Request → Output every line of the entries from the line containing "the street lamp" through the last, exactly, with no other content.

BEGIN Given data

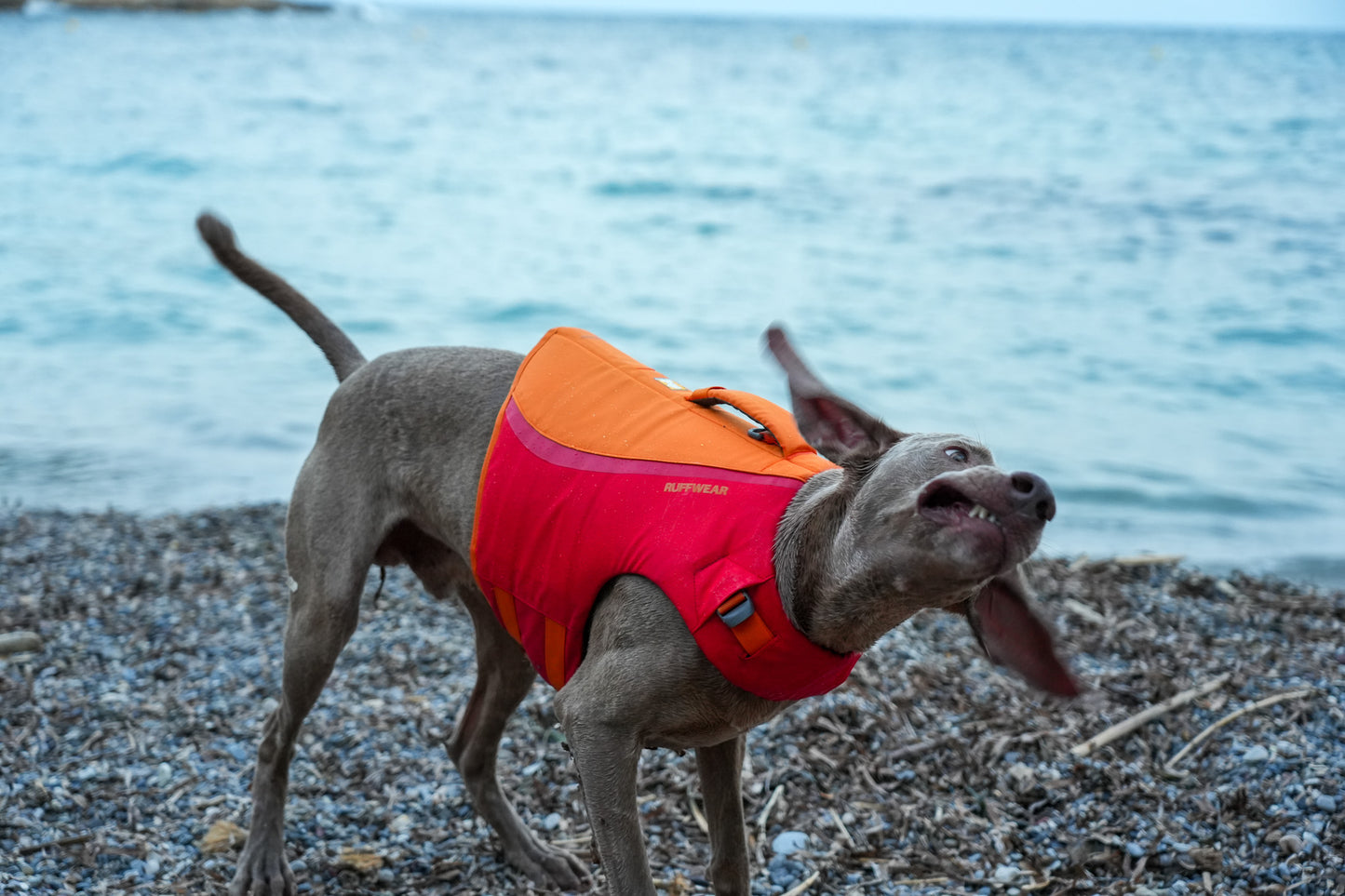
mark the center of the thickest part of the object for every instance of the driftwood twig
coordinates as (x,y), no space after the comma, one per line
(1250,708)
(19,642)
(1141,718)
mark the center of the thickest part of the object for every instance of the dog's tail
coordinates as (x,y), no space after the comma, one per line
(341,352)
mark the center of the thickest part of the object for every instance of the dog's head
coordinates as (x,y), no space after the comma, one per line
(925,521)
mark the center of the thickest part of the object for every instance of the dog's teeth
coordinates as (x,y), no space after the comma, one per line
(982,513)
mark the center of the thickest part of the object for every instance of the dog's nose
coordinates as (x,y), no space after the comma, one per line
(1032,495)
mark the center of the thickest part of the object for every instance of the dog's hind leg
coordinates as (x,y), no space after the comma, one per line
(721,784)
(329,566)
(504,677)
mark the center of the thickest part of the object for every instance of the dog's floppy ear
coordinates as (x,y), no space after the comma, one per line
(1012,634)
(837,428)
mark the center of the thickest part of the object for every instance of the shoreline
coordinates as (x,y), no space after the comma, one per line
(160,655)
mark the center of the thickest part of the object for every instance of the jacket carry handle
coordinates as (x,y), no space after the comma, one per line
(776,420)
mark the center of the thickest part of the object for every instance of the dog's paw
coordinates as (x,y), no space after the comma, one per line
(552,866)
(262,872)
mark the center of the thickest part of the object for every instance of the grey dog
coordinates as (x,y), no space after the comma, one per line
(906,522)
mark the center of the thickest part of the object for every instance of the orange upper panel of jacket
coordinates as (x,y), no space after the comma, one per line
(600,466)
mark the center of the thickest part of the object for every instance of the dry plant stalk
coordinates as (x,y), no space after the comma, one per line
(1250,708)
(1141,718)
(813,878)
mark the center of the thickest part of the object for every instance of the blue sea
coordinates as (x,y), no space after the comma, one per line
(1115,256)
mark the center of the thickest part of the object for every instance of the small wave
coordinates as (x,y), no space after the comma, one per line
(1188,502)
(1278,337)
(151,163)
(659,189)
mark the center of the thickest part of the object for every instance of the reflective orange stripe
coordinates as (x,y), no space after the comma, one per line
(555,653)
(507,614)
(752,633)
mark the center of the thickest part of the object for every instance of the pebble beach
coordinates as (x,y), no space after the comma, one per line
(127,733)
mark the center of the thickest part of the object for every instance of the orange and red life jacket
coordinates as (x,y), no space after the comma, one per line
(600,466)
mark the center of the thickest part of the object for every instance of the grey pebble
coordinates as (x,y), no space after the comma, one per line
(1257,755)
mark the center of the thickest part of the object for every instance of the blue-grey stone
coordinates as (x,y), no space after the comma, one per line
(789,842)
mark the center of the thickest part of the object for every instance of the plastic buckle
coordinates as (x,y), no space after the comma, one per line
(734,612)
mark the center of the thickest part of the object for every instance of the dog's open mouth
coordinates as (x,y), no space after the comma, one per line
(948,504)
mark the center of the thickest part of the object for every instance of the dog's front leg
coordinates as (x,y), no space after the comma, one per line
(608,760)
(721,783)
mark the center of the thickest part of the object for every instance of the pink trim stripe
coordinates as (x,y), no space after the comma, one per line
(562,456)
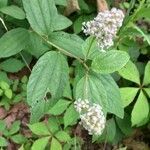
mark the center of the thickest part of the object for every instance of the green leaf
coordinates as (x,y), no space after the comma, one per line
(36,46)
(3,142)
(49,75)
(128,94)
(59,107)
(77,26)
(64,41)
(140,110)
(40,143)
(4,77)
(8,93)
(61,22)
(4,85)
(13,42)
(147,91)
(55,145)
(39,128)
(70,116)
(12,65)
(146,37)
(3,3)
(110,61)
(43,16)
(144,12)
(110,130)
(62,136)
(130,72)
(90,87)
(146,79)
(61,2)
(125,125)
(115,104)
(14,128)
(90,48)
(53,124)
(18,138)
(13,11)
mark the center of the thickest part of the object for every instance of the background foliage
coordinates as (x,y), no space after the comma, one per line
(46,63)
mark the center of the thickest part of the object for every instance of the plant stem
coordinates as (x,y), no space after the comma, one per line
(65,52)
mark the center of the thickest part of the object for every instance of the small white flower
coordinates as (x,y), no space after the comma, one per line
(104,27)
(92,116)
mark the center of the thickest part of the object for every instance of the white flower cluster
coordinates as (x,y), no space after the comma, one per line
(91,115)
(104,27)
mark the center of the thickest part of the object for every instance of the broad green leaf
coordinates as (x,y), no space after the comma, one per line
(90,48)
(40,14)
(147,91)
(43,16)
(13,11)
(49,76)
(39,128)
(110,61)
(115,104)
(36,46)
(13,42)
(4,77)
(3,142)
(8,93)
(146,36)
(140,110)
(4,85)
(1,92)
(40,143)
(55,145)
(70,116)
(130,72)
(67,91)
(59,107)
(12,65)
(18,138)
(53,124)
(61,2)
(2,125)
(69,43)
(125,124)
(14,128)
(62,136)
(77,26)
(3,3)
(61,22)
(144,12)
(146,79)
(128,94)
(90,87)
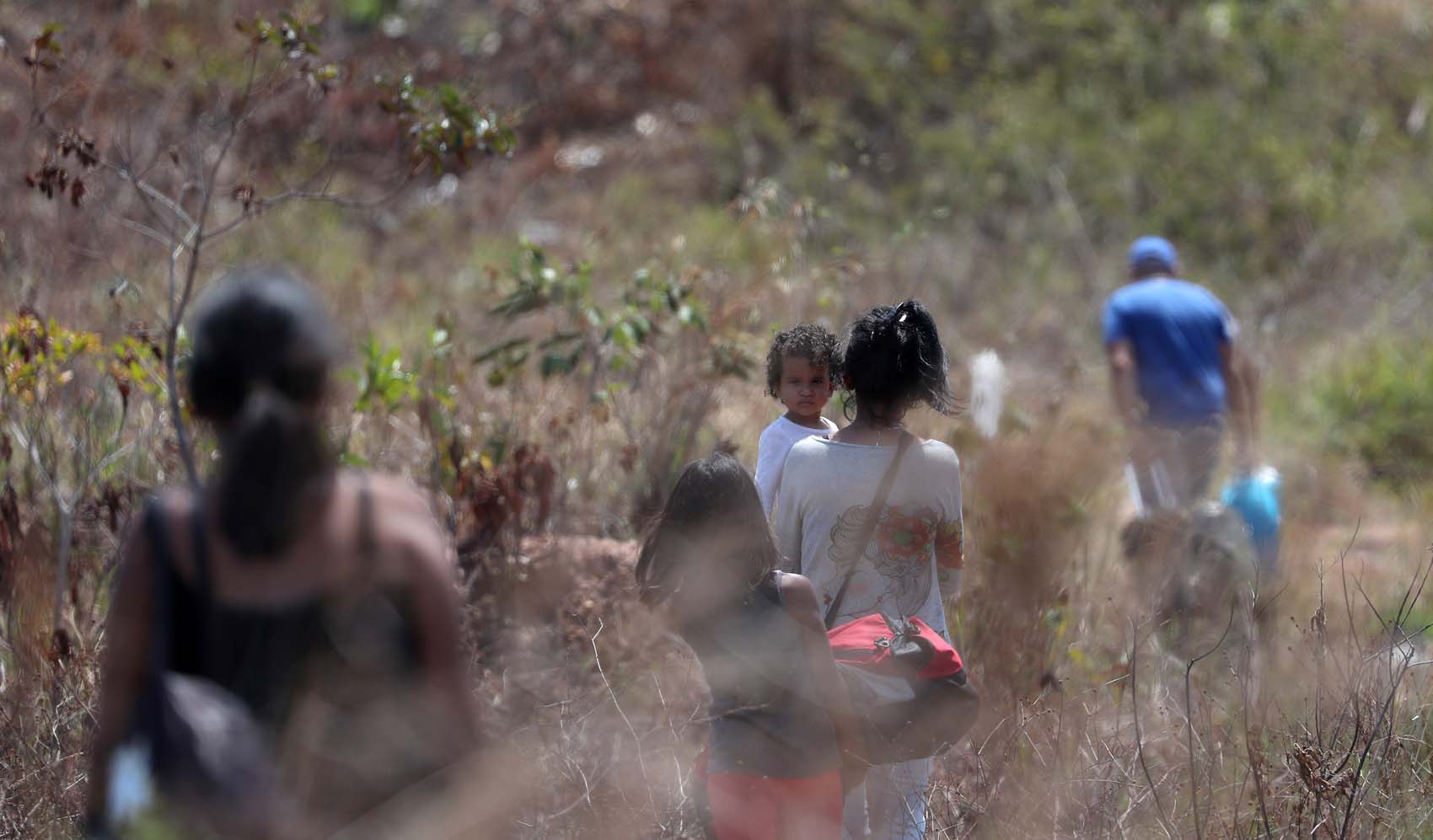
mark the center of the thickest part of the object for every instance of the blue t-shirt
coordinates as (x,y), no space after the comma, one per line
(1177,331)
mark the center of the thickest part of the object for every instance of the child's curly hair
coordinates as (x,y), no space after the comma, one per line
(810,341)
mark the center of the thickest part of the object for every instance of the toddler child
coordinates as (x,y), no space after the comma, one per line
(802,373)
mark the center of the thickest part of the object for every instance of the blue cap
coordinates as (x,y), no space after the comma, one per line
(1152,251)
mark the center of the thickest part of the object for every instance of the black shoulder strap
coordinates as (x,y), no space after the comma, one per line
(873,515)
(202,572)
(161,565)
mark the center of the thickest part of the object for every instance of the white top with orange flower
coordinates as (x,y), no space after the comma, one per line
(917,549)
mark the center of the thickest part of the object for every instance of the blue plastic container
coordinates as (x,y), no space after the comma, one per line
(1256,499)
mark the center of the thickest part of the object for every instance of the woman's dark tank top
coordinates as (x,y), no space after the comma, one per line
(262,654)
(765,714)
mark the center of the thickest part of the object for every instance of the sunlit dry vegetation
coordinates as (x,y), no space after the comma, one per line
(561,234)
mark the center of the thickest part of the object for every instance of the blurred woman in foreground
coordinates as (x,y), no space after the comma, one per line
(321,600)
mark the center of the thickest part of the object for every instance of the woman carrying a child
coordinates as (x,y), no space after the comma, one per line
(910,566)
(780,715)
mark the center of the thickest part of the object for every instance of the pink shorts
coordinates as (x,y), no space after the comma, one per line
(759,807)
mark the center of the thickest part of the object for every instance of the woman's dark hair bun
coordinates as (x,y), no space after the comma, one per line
(262,349)
(893,356)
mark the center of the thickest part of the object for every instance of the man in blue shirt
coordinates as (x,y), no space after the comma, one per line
(1175,377)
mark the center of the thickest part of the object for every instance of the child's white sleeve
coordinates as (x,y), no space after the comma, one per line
(950,542)
(770,455)
(787,529)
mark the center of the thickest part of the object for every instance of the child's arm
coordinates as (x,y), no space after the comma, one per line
(800,602)
(950,542)
(769,470)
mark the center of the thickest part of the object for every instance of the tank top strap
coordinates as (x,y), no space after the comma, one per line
(202,570)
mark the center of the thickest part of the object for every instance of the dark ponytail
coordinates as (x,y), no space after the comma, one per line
(893,357)
(261,355)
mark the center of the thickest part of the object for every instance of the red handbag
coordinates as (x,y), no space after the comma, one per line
(907,682)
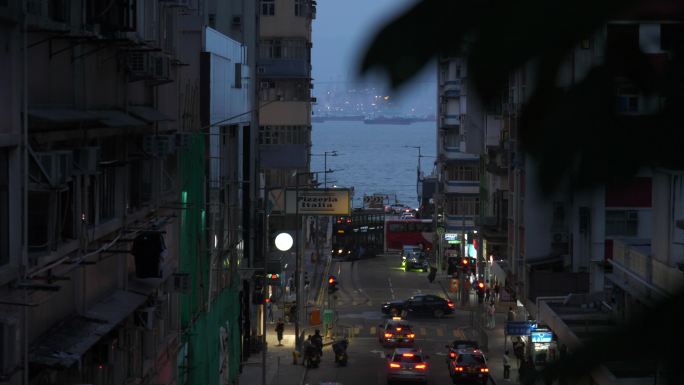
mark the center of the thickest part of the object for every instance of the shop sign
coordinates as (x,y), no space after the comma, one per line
(520,328)
(318,202)
(541,336)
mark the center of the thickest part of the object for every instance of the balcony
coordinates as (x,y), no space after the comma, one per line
(449,120)
(462,187)
(457,223)
(284,68)
(452,85)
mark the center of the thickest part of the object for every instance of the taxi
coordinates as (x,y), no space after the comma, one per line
(396,332)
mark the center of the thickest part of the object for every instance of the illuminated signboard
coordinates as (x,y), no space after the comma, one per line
(318,202)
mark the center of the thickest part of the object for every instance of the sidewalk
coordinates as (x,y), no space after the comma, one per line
(279,359)
(279,366)
(491,341)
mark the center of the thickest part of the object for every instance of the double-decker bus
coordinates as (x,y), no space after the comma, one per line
(360,235)
(400,232)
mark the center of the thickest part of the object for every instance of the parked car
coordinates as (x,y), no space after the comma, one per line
(469,366)
(415,260)
(396,332)
(421,304)
(407,364)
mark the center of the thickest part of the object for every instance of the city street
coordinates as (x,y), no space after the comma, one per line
(364,286)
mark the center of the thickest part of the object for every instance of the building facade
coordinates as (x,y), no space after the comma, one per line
(126,155)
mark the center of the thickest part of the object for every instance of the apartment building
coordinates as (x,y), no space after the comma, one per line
(124,151)
(459,148)
(584,261)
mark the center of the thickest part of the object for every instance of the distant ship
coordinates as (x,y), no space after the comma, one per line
(389,120)
(325,118)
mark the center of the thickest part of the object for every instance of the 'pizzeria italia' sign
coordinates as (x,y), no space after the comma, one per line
(318,202)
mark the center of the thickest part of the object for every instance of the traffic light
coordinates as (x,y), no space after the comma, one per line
(332,284)
(258,293)
(480,291)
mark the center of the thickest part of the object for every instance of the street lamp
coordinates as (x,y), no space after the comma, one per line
(325,163)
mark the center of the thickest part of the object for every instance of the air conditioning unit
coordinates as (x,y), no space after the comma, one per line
(160,67)
(58,166)
(560,237)
(159,145)
(181,283)
(86,159)
(147,317)
(176,3)
(10,345)
(138,64)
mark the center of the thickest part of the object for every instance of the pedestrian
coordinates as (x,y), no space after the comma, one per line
(280,329)
(290,286)
(507,365)
(269,311)
(491,311)
(511,314)
(497,289)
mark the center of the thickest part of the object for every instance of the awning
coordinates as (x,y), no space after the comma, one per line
(61,115)
(115,118)
(148,114)
(540,262)
(64,344)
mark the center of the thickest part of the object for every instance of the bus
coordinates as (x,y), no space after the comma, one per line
(400,232)
(360,235)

END Given data

Solution below →
mark the center of the thickest part of the object for every instance of the street lamp
coordinates as (x,y), no space after the comma, one per line
(325,163)
mark the center of the thickest part of the object for every instance of the air conditioning unit
coordinates as (x,y), no space after the comma, one per line
(160,67)
(58,166)
(560,237)
(159,145)
(181,283)
(86,159)
(147,317)
(176,3)
(10,345)
(138,64)
mark the center of the thickest part of the object for every instance of the pedestrian
coordinates as (x,y), no space after the comma, one per line
(280,329)
(290,286)
(507,365)
(269,311)
(491,311)
(511,314)
(497,289)
mark the center of the thickest part of the object for every instance of the awning
coordinates as (x,y), no space after the comma, one per line
(61,115)
(115,118)
(148,114)
(540,262)
(64,344)
mark the center of the thickest part of the object for every instance of the bus
coordinates as (x,y), no space after the comma, one per line
(400,232)
(360,235)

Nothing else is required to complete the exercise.